**Exercise materials:**
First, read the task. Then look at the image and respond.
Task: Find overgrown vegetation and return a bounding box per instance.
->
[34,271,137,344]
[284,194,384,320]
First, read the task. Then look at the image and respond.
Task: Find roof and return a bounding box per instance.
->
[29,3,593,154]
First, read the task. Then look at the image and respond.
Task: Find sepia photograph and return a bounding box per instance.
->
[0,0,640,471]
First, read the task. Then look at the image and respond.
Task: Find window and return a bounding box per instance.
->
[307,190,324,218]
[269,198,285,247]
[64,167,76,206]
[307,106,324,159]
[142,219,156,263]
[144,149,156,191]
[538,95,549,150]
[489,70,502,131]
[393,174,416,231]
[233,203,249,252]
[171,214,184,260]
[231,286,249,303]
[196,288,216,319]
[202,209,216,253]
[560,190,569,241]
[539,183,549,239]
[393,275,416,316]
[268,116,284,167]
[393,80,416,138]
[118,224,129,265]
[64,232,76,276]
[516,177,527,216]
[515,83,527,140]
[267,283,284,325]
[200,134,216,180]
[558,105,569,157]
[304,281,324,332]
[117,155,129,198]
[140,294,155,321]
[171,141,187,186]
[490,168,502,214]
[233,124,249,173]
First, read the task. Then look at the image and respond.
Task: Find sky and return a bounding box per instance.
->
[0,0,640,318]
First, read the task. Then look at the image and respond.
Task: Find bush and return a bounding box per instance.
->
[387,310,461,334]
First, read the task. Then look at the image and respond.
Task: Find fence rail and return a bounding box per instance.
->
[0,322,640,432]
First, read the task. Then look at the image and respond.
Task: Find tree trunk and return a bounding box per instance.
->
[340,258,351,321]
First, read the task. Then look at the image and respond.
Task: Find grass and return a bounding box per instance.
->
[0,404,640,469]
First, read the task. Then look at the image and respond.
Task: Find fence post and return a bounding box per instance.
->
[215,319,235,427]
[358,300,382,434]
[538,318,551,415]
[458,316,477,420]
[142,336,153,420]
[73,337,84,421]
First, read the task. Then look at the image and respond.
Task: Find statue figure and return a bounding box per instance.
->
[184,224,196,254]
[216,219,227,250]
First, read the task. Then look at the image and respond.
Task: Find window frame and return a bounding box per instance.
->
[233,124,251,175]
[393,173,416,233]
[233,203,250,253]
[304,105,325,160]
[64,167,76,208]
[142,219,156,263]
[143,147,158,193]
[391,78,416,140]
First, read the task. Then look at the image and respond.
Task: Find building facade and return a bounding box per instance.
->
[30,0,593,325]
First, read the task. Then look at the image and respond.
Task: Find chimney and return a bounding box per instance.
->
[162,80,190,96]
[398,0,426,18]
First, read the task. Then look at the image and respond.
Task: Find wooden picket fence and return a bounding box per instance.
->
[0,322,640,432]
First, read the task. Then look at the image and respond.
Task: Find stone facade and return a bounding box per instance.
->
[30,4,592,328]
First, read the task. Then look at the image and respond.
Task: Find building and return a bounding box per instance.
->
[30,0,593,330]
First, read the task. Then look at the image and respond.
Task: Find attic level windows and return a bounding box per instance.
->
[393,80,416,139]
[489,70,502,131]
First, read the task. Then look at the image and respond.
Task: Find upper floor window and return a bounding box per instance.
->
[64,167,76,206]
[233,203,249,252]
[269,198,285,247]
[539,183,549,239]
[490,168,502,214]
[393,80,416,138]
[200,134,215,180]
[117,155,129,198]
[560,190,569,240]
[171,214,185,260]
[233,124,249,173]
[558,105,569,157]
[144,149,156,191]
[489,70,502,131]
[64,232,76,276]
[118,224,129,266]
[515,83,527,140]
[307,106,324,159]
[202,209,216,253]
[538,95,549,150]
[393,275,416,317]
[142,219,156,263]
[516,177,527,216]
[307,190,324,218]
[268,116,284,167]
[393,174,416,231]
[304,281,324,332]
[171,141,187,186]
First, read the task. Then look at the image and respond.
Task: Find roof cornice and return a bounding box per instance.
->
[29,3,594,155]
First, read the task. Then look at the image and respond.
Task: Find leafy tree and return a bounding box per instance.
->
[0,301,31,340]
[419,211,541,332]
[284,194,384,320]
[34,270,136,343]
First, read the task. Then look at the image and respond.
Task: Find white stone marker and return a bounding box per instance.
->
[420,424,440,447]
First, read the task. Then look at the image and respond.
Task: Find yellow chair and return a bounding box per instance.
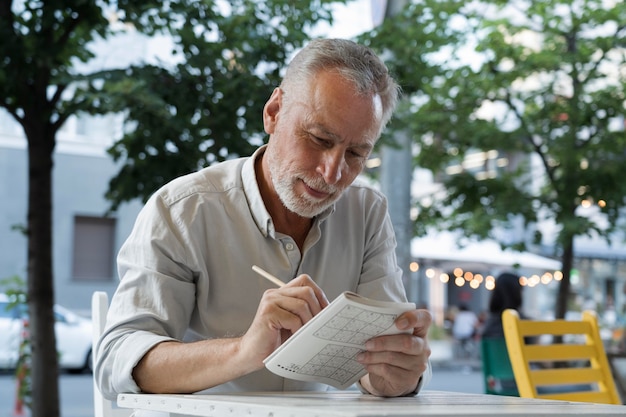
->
[502,310,621,404]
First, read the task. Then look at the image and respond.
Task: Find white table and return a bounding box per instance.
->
[117,390,626,417]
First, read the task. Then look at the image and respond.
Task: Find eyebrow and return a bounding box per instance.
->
[305,121,374,152]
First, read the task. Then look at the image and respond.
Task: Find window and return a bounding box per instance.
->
[72,216,115,281]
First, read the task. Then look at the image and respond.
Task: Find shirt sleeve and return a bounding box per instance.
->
[94,192,195,399]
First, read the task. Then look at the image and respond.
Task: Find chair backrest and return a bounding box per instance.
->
[502,310,621,404]
[91,291,133,417]
[480,337,519,397]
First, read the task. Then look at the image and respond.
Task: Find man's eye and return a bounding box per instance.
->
[311,135,332,148]
[348,150,367,159]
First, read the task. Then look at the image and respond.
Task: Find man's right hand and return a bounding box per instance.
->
[240,274,328,369]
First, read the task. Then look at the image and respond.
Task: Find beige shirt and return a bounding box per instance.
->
[95,147,426,398]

**Set exercise:** Rewrite every line of the entries above as a single numbered list, skipping any blank lines. Leave the pictures out of your answer.

**Solution for this problem:**
1. First, read the task. Then look at the image and respond.
2. Task: Find overgrown vegetation and return a bounding box per instance.
3. ->
4. [34,271,137,344]
5. [284,194,384,320]
6. First, read the task. Then look at the image and respond.
7. Task: Find roof and return a bounding box per instance.
8. ->
9. [29,3,593,154]
10. First, read the task. Then look at the image and respond.
11. Task: Find sepia photograph and return a bounding box per instance.
12. ->
13. [0,0,640,471]
14. First, read the task. Then look at the image and respond.
15. Task: Find window and return a bounding box per instance.
16. ->
17. [307,190,324,218]
18. [269,198,285,247]
19. [64,167,76,206]
20. [307,106,324,159]
21. [142,219,156,263]
22. [144,149,156,191]
23. [538,95,549,150]
24. [489,70,502,131]
25. [393,174,416,231]
26. [233,203,249,252]
27. [171,214,184,260]
28. [231,286,249,303]
29. [196,288,216,319]
30. [202,209,216,253]
31. [560,190,569,241]
32. [539,183,549,239]
33. [393,275,416,316]
34. [268,116,284,167]
35. [393,80,416,138]
36. [118,224,129,265]
37. [64,232,76,276]
38. [516,177,527,216]
39. [515,83,527,140]
40. [267,283,284,325]
41. [200,134,216,180]
42. [558,105,569,157]
43. [304,281,324,332]
44. [117,155,129,198]
45. [140,294,155,321]
46. [171,141,187,186]
47. [490,168,502,214]
48. [233,124,249,173]
49. First, read the task. Then look at the image and respond.
50. Task: Find sky and return a bounding box per instance.
51. ->
52. [0,0,640,318]
53. First, read the task. Then look at the image and respond.
54. Task: Find bush and return a bounding box per instance.
55. ->
56. [387,310,461,334]
57. First, read the task. Then look at the image and respond.
58. Task: Find fence rail and return a bounding box per instance.
59. ->
60. [0,322,640,432]
61. First, read the task. Then look at the image and respond.
62. Task: Find tree trunk and return a bounding box per instance.
63. ->
64. [340,258,351,321]
65. First, read the task. Then look at the image and respond.
66. Task: Find grass and return a bounding box per instance.
67. ->
68. [0,404,640,469]
69. First, read the task. Then look at the image and respond.
70. Task: Find fence post and return a bounding box per instance.
71. ->
72. [215,319,235,427]
73. [358,300,382,434]
74. [538,318,551,415]
75. [458,316,477,420]
76. [142,336,153,420]
77. [73,337,84,421]
78. First, read the task. Then look at the image and respond.
79. Task: Find statue figure and return a bounding box per instance.
80. ->
81. [184,224,196,254]
82. [216,219,227,250]
83. First, read the task. Then look at the image and respond.
84. Task: Find window frame and return a bounding box per instance.
85. ->
86. [233,124,251,175]
87. [393,173,416,233]
88. [233,203,250,253]
89. [304,105,325,160]
90. [64,167,76,208]
91. [142,219,156,263]
92. [143,147,158,193]
93. [391,78,416,140]
94. First, read the task. Then look at the image and respond.
95. Task: Find building facade and return a bounding box per instance.
96. ->
97. [30,0,593,325]
98. First, read the task. Then look at the image and respond.
99. Task: Find chimney and return a bounding box per instance.
100. ->
101. [162,80,190,96]
102. [398,0,426,18]
103. First, read the task. Then look at the image and respond.
104. Task: Find wooden picket fence and return a bounding box per instance.
105. ->
106. [0,322,640,432]
107. First, read the task. Then look at the image and respond.
108. Task: Find stone facade and return a bounding box per instance.
109. ->
110. [30,4,592,328]
111. First, read the task. Then look at the image and respond.
112. Task: Find building and return a bounding box per instance.
113. ->
114. [30,0,593,330]
115. First, read the task. Then look at the image and respond.
116. Task: Find attic level windows and return a bounding box per instance.
117. ->
118. [393,80,416,139]
119. [489,70,502,131]
120. First, read the task. Then look at the image and respond.
121. Task: Find upper floor window and return a bounding box per instance.
122. ->
123. [64,167,76,206]
124. [233,203,249,252]
125. [269,198,285,247]
126. [539,183,549,239]
127. [490,168,502,214]
128. [393,80,416,138]
129. [200,134,215,180]
130. [117,155,129,198]
131. [560,190,569,240]
132. [171,214,185,260]
133. [233,124,249,173]
134. [558,105,569,157]
135. [144,149,156,191]
136. [489,70,502,131]
137. [64,232,76,276]
138. [118,224,129,266]
139. [515,83,527,140]
140. [307,106,324,159]
141. [202,209,216,253]
142. [538,95,549,150]
143. [393,275,416,317]
144. [142,219,156,263]
145. [516,177,527,216]
146. [307,190,324,218]
147. [268,116,284,167]
148. [393,174,416,231]
149. [304,281,324,332]
150. [171,141,187,186]
151. First, read the task. Then look at the image and respond.
152. Task: Find roof cornice and return a bounding box per instance.
153. ->
154. [29,3,594,155]
155. First, read the task. Then look at the image and respond.
156. Task: Find leafy tree and return a bounding box per instance.
157. ->
158. [0,301,31,340]
159. [419,211,541,332]
160. [284,194,384,320]
161. [34,270,136,343]
162. First, read the task. Then look at the image and respond.
163. Task: Find white stone marker and return a bounding box per instance.
164. ->
165. [420,424,440,447]
166. First, read the task. Then look at the image and respond.
167. Task: Find yellow chair and return a bounding box per instance.
168. ->
169. [502,310,621,404]
170. First, read the task. Then look at the image and respond.
171. Task: Find white table and return a bounding box per instance.
172. ->
173. [117,390,626,417]
174. First, read the task. Then look at the image and respond.
175. Task: Find eyebrow and return a bounding box per instance.
176. ->
177. [305,121,374,152]
178. First, read the task. Then look at the image and respond.
179. Task: Find window and return a bounding box per instance.
180. ->
181. [72,216,115,281]
182. First, read the task. Then look at the image and respond.
183. Task: Find shirt sleeve and return a bounding box per instance.
184. ->
185. [94,192,195,399]
186. First, read the task. Then look at the image and respond.
187. Task: Find chair backrest and return a bounding box per instance.
188. ->
189. [502,310,621,404]
190. [91,291,133,417]
191. [480,337,519,397]
192. First, read the task. Then look at the image and respond.
193. Task: Find man's eye and return a bounding box per instance.
194. ->
195. [311,135,332,148]
196. [348,150,367,159]
197. First, read the task. Then look at the image and respond.
198. Task: Find man's right hand and return a bounding box per instance.
199. ->
200. [240,274,328,369]
201. First, read the task. Then look at the image and respond.
202. Task: Find beige shirt and return a bounding box per instance.
203. ->
204. [95,147,426,398]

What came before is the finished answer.